- **PROBLEM REQUIREMENTS**
Which lines in the rows below contain the word "overcast"? Copy each of those lines, treating case as significant.
━━━━━ RECORDED DATA ━━━━━
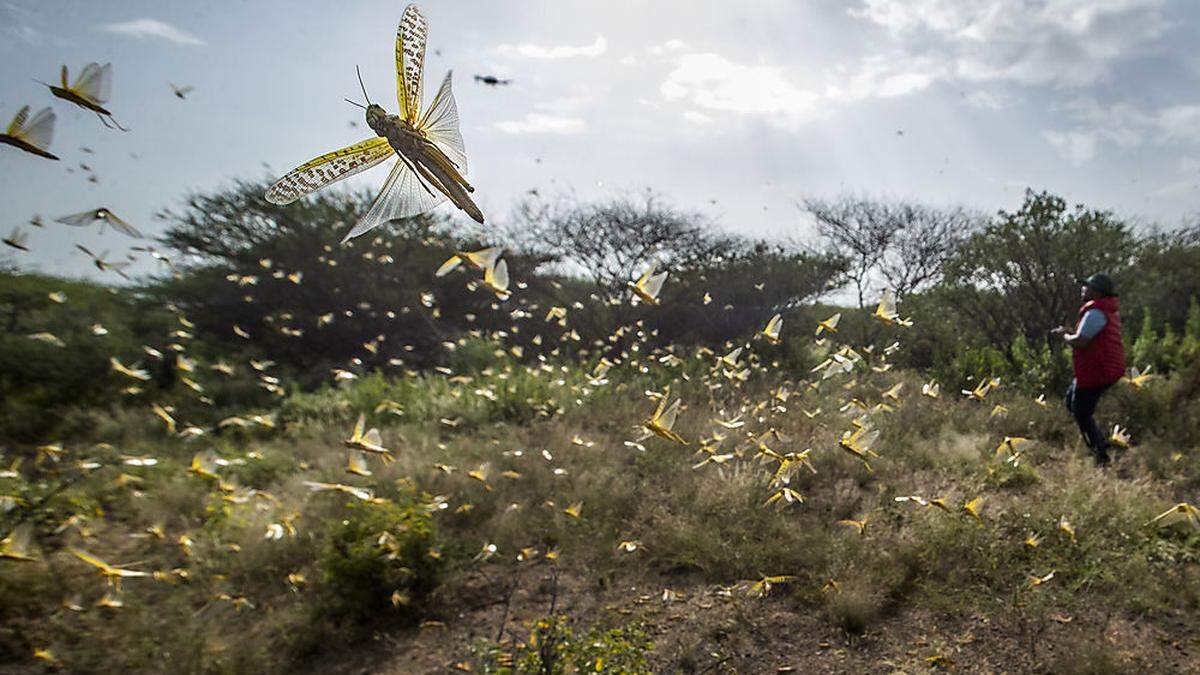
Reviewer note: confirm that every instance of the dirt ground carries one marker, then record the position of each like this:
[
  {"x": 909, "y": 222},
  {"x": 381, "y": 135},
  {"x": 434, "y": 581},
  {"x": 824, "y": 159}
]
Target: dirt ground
[{"x": 702, "y": 629}]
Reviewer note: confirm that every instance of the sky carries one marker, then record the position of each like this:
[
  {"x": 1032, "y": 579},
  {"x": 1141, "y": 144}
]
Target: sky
[{"x": 737, "y": 111}]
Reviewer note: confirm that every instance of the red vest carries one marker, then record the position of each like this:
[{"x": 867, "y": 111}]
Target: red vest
[{"x": 1102, "y": 362}]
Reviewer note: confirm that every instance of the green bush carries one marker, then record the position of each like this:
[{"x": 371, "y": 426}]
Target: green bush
[
  {"x": 555, "y": 647},
  {"x": 377, "y": 553}
]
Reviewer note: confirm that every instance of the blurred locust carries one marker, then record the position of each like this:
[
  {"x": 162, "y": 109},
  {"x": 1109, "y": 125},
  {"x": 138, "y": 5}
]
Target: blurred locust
[{"x": 432, "y": 157}]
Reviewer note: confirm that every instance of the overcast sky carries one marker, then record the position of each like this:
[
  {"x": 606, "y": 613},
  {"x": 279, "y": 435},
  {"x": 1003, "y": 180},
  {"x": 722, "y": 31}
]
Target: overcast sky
[{"x": 737, "y": 109}]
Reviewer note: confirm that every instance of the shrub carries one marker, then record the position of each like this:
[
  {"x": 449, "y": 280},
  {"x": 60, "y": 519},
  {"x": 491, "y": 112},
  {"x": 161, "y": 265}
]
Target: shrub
[
  {"x": 555, "y": 647},
  {"x": 377, "y": 556}
]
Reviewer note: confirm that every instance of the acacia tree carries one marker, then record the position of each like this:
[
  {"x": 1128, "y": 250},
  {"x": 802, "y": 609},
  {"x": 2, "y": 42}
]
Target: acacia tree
[
  {"x": 1019, "y": 274},
  {"x": 282, "y": 275},
  {"x": 904, "y": 244},
  {"x": 610, "y": 242}
]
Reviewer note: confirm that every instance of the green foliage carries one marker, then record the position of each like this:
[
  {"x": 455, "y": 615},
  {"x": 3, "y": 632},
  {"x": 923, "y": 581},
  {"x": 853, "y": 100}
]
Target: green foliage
[
  {"x": 1018, "y": 275},
  {"x": 377, "y": 550},
  {"x": 555, "y": 647},
  {"x": 39, "y": 380}
]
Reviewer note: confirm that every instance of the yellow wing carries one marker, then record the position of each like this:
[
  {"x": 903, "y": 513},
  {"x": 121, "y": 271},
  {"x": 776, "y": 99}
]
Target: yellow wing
[
  {"x": 95, "y": 82},
  {"x": 40, "y": 130},
  {"x": 441, "y": 125},
  {"x": 403, "y": 195},
  {"x": 411, "y": 36},
  {"x": 91, "y": 560},
  {"x": 18, "y": 123},
  {"x": 329, "y": 168}
]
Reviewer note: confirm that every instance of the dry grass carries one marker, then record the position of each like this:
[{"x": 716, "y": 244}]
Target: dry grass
[{"x": 697, "y": 527}]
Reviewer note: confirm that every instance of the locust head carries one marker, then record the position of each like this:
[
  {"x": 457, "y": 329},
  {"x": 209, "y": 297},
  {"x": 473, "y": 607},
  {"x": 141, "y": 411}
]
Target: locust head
[{"x": 376, "y": 117}]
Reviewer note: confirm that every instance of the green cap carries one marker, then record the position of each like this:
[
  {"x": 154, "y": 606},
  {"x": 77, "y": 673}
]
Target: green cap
[{"x": 1101, "y": 282}]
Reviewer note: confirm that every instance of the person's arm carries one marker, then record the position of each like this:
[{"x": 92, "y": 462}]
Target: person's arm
[{"x": 1089, "y": 327}]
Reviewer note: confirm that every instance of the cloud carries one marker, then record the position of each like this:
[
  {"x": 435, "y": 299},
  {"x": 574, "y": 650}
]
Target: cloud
[
  {"x": 711, "y": 81},
  {"x": 1121, "y": 125},
  {"x": 673, "y": 45},
  {"x": 1060, "y": 42},
  {"x": 154, "y": 28},
  {"x": 531, "y": 51},
  {"x": 984, "y": 100},
  {"x": 1180, "y": 123},
  {"x": 538, "y": 123},
  {"x": 885, "y": 77},
  {"x": 1077, "y": 147},
  {"x": 565, "y": 105}
]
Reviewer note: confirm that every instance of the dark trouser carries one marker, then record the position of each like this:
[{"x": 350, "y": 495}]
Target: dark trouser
[{"x": 1081, "y": 404}]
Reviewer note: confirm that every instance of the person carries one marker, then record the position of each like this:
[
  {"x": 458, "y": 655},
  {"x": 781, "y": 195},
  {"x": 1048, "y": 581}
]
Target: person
[{"x": 1097, "y": 358}]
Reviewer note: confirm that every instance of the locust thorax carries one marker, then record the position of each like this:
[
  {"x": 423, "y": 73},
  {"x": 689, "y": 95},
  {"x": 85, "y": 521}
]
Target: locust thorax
[{"x": 376, "y": 119}]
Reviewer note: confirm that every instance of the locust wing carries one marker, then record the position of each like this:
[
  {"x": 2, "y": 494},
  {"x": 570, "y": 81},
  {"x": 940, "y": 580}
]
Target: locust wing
[
  {"x": 403, "y": 195},
  {"x": 441, "y": 125},
  {"x": 95, "y": 82},
  {"x": 329, "y": 168},
  {"x": 411, "y": 36}
]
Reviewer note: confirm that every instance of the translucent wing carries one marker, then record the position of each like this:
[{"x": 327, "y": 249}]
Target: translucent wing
[
  {"x": 485, "y": 257},
  {"x": 78, "y": 220},
  {"x": 887, "y": 305},
  {"x": 654, "y": 284},
  {"x": 411, "y": 61},
  {"x": 40, "y": 131},
  {"x": 329, "y": 168},
  {"x": 106, "y": 83},
  {"x": 18, "y": 121},
  {"x": 441, "y": 125},
  {"x": 448, "y": 267},
  {"x": 498, "y": 276},
  {"x": 123, "y": 226},
  {"x": 88, "y": 82},
  {"x": 667, "y": 418},
  {"x": 403, "y": 195}
]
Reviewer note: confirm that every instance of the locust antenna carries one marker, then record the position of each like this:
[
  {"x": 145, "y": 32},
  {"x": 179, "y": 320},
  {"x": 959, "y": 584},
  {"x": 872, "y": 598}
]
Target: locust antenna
[{"x": 363, "y": 85}]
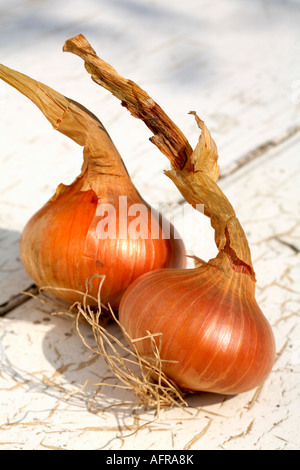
━━━━━
- **SOLUTION FOR THIS TASK**
Reviewer note: confirm that every instance of the overcast sky carries one marker, then record the position of each like this:
Target: overcast sky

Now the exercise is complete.